_Document segment_:
>>>
|
Pod is embedded in files, typically Perl source files -- although you can write a file that's
nothing but Pod.
A line in a file consists of zero or more non-newline characters, terminated by either
a newline or the end of the file.
A newline sequence is usually a platform-dependent concept, but Pod parsers should
understand it to mean any of CR (ASCII 13), LF (ASCII 10), or a CRLF (ASCII 13 followed
immediately by ASCII 10), in addition to any other system-specific meaning. The first CR/CRLF/LF
sequence in the file may be used as the basis for identifying the newline sequence for parsing
the rest of the file.
A blank line is a line consisting entirely of zero or more spaces (ASCII 32) or tabs
(ASCII 9), and terminated by a newline or end-of-file. A non-blank line is a line
containing one or more characters other than space or tab (and terminated by a newline or
end-of-file).
(Note: Many older Pod parsers did not accept a line consisting of spaces/tabs and then
a newline as a blank line -- the only lines they considered blank were lines consisting of no
characters at all, terminated by a newline.)
Whitespace is used in this document as a blanket term for spaces, tabs, and newline
sequences. (By itself, this term usually refers to literal whitespace. That is, sequences of
whitespace characters in Pod source, as opposed to "E<32>", which is a
formatting code that denotes a whitespace character.)
A Pod parser is a module meant for parsing Pod (regardless of whether this involves
calling callbacks or building a parse tree or directly formatting it). A Pod formatter
(or Pod translator) is a module or program that converts Pod to some other format (HTML,
plaintext, TeX, PostScript, RTF). A Pod processor might be a formatter or translator, or
might be a program that does something else with the Pod (like wordcounting it, scanning for
index points, etc.).
<<<
_Objectives_:
1: Copy the entries exactly, from the first line of the entries through the line holding "83,267,164,300", with both ends included.
2: Pick up the text on Pod terms and carry it on from its last sentence.

_Information provided_:
>>>
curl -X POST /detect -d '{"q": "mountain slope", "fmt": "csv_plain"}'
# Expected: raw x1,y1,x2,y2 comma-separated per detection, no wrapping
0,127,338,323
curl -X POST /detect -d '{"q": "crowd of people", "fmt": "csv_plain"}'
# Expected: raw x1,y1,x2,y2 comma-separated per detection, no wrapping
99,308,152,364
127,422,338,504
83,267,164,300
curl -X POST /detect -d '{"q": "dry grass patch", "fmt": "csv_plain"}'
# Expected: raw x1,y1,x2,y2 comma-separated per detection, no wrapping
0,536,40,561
<<<
_Answers to each task_:
1:
curl -X POST /detect -d '{"q": "mountain slope", "fmt": "csv_plain"}'
# Expected: raw x1,y1,x2,y2 comma-separated per detection, no wrapping
0,127,338,323
curl -X POST /detect -d '{"q": "crowd of people", "fmt": "csv_plain"}'
# Expected: raw x1,y1,x2,y2 comma-separated per detection, no wrapping
99,308,152,364
127,422,338,504
83,267,164,300

2:
Pod content is contained in Pod blocks. A Pod block starts with a line that matches
<m/\A=[a-zA-Z]/>, and continues up to the next line that matches m/\A=cut/ --
or up to the end of the file, if there is no m/\A=cut/ line.
Within a Pod block, there are Pod paragraphs. A Pod paragraph consists of non-blank
lines of text, separated by one or more blank lines.
For purposes of Pod processing, there are four types of paragraphs in a Pod block:
-
A command paragraph (also called a "directive"). The first line of this
paragraph must match m/\A=[a-zA-Z]/. Command paragraphs are typically one line,
as in:
But they may span several (non-blank) lines:
=for comment
Hm, I wonder what it would look like if
you tried to write a BNF for Pod from this.
=head3 Dr. Strangelove, or: How I Learned to
Stop Worrying and Love the Bomb
|
|
Some command paragraphs allow formatting codes in their content (i.e., after the
part that matches m/\A=[a-zA-Z]\S*\s*/), as in:
=head1 Did You Remember to C<use strict;>?
|
|
In other words, the Pod processing handler for "head1" will apply the same
processing to "Did You Remember to C<use strict;>?" that it would to an
ordinary paragraph -- i.e., formatting codes (like "C<...>") are parsed and
presumably formatted appropriately, and whitespace in the form of literal spaces and/or tabs
is not significant.
-
A verbatim paragraph. The first line of this paragraph must be a literal space or
tab, and this paragraph must not be inside a "=begin identifier", ...
"=end identifier" sequence unless "identifier" begins with
a colon (":"). That is, if a paragraph starts with a literal space or tab, but is
inside a "=begin identifier", ... "=end identifier"
region, then it's a data paragraph, unless "identifier" begins with a
colon.
Whitespace is significant in verbatim paragraphs (although, in processing, tabs
are probably expanded).
- An ordinary paragraph. A paragraph is an ordinary paragraph if its first line
matches neither
m/\A=[a-zA-Z]/ nor m/\A[ \t]/, and if it's
not inside a "=begin identifier", ... "=end identifier"
sequence unless "identifier" begins with a colon (":").
- A data paragraph. This is a paragraph that is inside a "=begin identifier"
... "=end identifier" sequence where "identifier" does not
begin with a literal colon (":"). In some sense, a data paragraph is not part of
Pod at all (i.e., effectively it's "out-of-band"), since it's not subject to most
kinds of Pod parsing; but it is specified here, since Pod parsers need to be able to call an
event for it, or store it in some form in a parse tree, or at least just parse around
it.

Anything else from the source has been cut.